Extrait de page:
Comment David Ricardo retombe toujours à pieds joints sur la quantité de travail

par Michel J. Cuny
mardi 12 novembre 2024

Outre que le prix de marché, cette écume que la loi de l'offre et de la demande produit par-dessus le flot de la valeur d'échange, réelle, naturelle, peut réussir à présenter comme équivalentes des marchandises incorporant des quantités de travail différentes, il est le seul instrument dont nous disposons pour nous repérer économiquement parmi l'ensemble des produits. Cela se retrouve dans la gestion même de la production et des choix dont elle est l'objet. Par ses variations de niveau, le prix de marché aide à distinguer les bonnes ou les moins bonnes occasions d'investir. C'est ce que nous rappelle David Ricardo :

« Ce n'est qu'en raison de telles variations que le capital est parfaitement réparti dans les quantités requises, et sans plus, entre les productions des diverses marchandises demandées. Lorsque le prix augmente ou diminue, les profits dépassent leur niveau général ou tombent en deçà ; le capital est alors attiré vers les emplois où la variation de prix s'est produite, ou en est détourné. » (Idem, page 109.)

Nous retrouvons bien, là, le balancement permanent entre l'offre et la demande... Et même une certaine façon pour le capital de se répartir...

L'analyse économique ne peut cependant se satisfaire de la seule observation des processus tels qu'ils apparaissent à nos regards et à notre expérience quotidienne. Il s'agit, pour elle, de saisir les systèmes de causalité qui sont sous-jacents. Pour David Ricardo, cela consiste à revenir à ce qui fait véritablement loi scientifique sous cette loi d'occasion qu'est celle de l'offre et de la demande : la question des quantités de travail, et donc la redoutable question de la survie du travailleur...
« Avec le progrès de la société, le prix naturel du travail a toujours tendance à augmenter, car l'une des principales marchandises qui règle ce prix tend à devenir plus chère en raison de sa plus grande difficulté de production. Cependant, les améliorations dans l'agriculture ou la découverte de nouveaux marchés d'où on peut importer des vivres, peuvent, pendant un temps contrecarrer la tendance à l'augmentation du prix des biens nécessaires, et même provoquer une baisse de leur prix naturel  ; les mêmes causes produiront des effets comparables sur le prix naturel du travail. » (Idem, page 114.)

Consigne 1:
Pour chacune des affirmations (a), (b) et (c) ci-dessous, indiquez si elle concorde avec l'extrait sur David Ricardo. Répondez par oui ou par non, et citez textuellement les mots décisifs.
(a) Le prix de marché aide à distinguer les bonnes ou les moins bonnes occasions d'investir.
(b) D'après Ricardo, le prix naturel du travail tend à diminuer avec le progrès de la société.
(c) Les améliorations dans l'agriculture peuvent faire baisser le prix naturel des biens nécessaires.

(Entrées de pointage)

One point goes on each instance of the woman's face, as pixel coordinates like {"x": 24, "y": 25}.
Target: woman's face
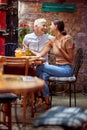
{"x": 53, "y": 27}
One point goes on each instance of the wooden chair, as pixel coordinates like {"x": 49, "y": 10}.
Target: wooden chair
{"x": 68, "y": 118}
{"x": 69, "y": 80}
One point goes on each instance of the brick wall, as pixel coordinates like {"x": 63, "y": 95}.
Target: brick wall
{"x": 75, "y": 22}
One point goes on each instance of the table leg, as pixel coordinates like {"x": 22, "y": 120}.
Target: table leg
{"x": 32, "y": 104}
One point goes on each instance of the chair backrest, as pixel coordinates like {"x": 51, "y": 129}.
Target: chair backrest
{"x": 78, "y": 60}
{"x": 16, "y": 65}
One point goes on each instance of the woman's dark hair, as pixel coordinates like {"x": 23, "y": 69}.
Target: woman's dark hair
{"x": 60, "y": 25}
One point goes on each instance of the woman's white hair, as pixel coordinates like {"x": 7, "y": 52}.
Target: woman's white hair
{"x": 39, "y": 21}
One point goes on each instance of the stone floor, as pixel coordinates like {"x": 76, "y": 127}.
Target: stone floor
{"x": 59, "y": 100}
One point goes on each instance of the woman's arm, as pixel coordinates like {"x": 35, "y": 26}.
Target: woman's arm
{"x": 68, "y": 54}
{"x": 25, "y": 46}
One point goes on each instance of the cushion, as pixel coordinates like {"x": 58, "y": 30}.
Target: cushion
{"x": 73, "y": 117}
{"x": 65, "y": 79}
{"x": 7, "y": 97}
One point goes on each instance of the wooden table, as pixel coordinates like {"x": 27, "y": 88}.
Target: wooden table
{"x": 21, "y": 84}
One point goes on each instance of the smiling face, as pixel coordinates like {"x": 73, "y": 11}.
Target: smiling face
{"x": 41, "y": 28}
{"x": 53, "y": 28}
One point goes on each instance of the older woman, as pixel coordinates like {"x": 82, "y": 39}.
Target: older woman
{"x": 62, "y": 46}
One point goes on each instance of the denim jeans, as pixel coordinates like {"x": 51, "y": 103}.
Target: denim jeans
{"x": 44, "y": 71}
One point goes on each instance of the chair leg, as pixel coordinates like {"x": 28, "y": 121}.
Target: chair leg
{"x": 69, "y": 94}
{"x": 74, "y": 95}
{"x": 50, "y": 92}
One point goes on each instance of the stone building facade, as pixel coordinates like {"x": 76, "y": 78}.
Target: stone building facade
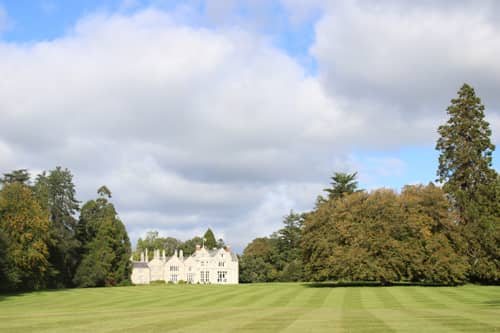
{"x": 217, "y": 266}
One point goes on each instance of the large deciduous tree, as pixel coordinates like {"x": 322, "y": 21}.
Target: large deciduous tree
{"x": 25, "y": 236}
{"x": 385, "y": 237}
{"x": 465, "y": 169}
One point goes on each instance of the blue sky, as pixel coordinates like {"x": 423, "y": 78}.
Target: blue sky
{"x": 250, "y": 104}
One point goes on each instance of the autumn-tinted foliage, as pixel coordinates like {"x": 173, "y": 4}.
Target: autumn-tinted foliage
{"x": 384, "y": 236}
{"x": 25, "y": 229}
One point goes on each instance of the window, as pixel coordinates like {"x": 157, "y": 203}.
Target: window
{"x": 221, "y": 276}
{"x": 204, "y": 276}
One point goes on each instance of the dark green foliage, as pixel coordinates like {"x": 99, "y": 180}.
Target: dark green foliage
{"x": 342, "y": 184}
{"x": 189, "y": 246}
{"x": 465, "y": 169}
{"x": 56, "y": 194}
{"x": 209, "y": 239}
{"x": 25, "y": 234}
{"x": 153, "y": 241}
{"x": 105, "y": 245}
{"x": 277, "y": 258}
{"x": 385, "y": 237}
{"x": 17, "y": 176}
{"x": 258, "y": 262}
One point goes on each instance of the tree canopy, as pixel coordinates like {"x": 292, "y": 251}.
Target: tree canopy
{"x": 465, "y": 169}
---
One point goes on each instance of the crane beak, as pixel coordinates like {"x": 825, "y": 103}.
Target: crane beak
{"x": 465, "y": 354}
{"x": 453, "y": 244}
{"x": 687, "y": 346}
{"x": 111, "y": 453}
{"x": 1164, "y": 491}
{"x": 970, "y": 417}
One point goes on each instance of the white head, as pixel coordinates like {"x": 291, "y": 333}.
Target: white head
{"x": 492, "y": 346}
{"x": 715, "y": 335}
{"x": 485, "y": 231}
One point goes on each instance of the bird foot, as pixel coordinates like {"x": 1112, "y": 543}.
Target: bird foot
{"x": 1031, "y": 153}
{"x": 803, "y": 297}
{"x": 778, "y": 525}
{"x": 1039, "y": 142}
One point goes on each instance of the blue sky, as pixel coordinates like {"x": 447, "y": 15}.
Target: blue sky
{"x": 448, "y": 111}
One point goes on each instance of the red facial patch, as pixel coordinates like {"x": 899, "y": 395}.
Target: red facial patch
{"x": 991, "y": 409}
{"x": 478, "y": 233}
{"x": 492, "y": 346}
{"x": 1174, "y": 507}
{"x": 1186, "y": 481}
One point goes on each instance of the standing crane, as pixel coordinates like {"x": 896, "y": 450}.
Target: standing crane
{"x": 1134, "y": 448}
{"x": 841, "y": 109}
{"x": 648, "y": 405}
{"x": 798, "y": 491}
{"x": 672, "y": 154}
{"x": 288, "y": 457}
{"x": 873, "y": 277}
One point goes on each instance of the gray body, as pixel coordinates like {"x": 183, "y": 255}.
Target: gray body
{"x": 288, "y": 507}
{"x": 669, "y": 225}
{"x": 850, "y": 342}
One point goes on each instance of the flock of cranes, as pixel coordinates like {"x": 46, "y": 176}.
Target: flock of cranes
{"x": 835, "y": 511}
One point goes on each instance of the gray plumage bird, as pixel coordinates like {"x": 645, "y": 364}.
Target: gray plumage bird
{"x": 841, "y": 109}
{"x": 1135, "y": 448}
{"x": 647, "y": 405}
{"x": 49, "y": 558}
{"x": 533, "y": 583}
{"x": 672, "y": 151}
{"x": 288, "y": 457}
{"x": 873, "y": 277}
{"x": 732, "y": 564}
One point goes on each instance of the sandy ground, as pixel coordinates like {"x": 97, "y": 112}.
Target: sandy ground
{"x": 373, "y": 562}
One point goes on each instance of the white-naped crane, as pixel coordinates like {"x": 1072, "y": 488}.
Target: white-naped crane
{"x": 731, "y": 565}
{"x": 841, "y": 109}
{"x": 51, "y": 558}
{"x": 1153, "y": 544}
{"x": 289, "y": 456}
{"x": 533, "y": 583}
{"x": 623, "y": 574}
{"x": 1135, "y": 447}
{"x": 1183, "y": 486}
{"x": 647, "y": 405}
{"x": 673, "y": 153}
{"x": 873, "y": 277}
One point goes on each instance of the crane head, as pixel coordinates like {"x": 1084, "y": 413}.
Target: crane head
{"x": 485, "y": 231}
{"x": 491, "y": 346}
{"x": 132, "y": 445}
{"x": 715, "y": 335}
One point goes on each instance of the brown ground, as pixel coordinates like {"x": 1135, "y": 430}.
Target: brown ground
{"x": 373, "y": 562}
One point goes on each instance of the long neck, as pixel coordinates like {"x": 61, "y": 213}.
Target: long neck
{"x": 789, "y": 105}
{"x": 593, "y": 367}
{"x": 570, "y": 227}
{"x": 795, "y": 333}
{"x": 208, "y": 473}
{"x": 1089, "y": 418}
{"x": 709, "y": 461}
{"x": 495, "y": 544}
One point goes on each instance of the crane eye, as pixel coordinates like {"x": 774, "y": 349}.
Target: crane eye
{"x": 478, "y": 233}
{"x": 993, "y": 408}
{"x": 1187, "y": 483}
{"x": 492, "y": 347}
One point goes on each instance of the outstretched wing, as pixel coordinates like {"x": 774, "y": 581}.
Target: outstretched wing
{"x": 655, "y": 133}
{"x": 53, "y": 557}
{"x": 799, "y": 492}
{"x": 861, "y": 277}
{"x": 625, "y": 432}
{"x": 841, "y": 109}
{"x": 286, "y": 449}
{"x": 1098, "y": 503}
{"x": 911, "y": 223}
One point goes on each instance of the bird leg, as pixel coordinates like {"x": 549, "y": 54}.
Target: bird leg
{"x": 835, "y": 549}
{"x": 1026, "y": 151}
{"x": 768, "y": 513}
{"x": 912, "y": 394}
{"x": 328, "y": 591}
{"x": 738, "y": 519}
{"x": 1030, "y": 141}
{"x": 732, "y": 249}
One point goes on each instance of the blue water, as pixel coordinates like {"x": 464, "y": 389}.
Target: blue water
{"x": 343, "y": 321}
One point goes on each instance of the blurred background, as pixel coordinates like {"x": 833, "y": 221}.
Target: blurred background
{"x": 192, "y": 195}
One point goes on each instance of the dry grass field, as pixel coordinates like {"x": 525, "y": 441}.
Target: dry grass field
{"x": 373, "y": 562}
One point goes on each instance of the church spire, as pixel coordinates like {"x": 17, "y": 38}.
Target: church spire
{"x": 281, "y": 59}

Consigne 2: Relevez chaque ligne des entrées qui contient le mot « deciduous ».

Réponse complète 1:
(a) Oui : « Par ses variations de niveau, le prix de marché aide à distinguer les bonnes ou les moins bonnes occasions d'investir. »
(b) Non : « Avec le progrès de la société, le prix naturel du travail a toujours tendance à augmenter ».
(c) Oui : « les améliorations dans l'agriculture ou la découverte de nouveaux marchés d'où on peut importer des vivres, peuvent, pendant un temps contrecarrer la tendance à l'augmentation du prix des biens nécessaires, et même provoquer une baisse de leur prix naturel ».

Réponse complète 2:
One point goes on each instance of the large deciduous tree, as pixel coordinates like {"x": 322, "y": 21}.
Target: large deciduous tree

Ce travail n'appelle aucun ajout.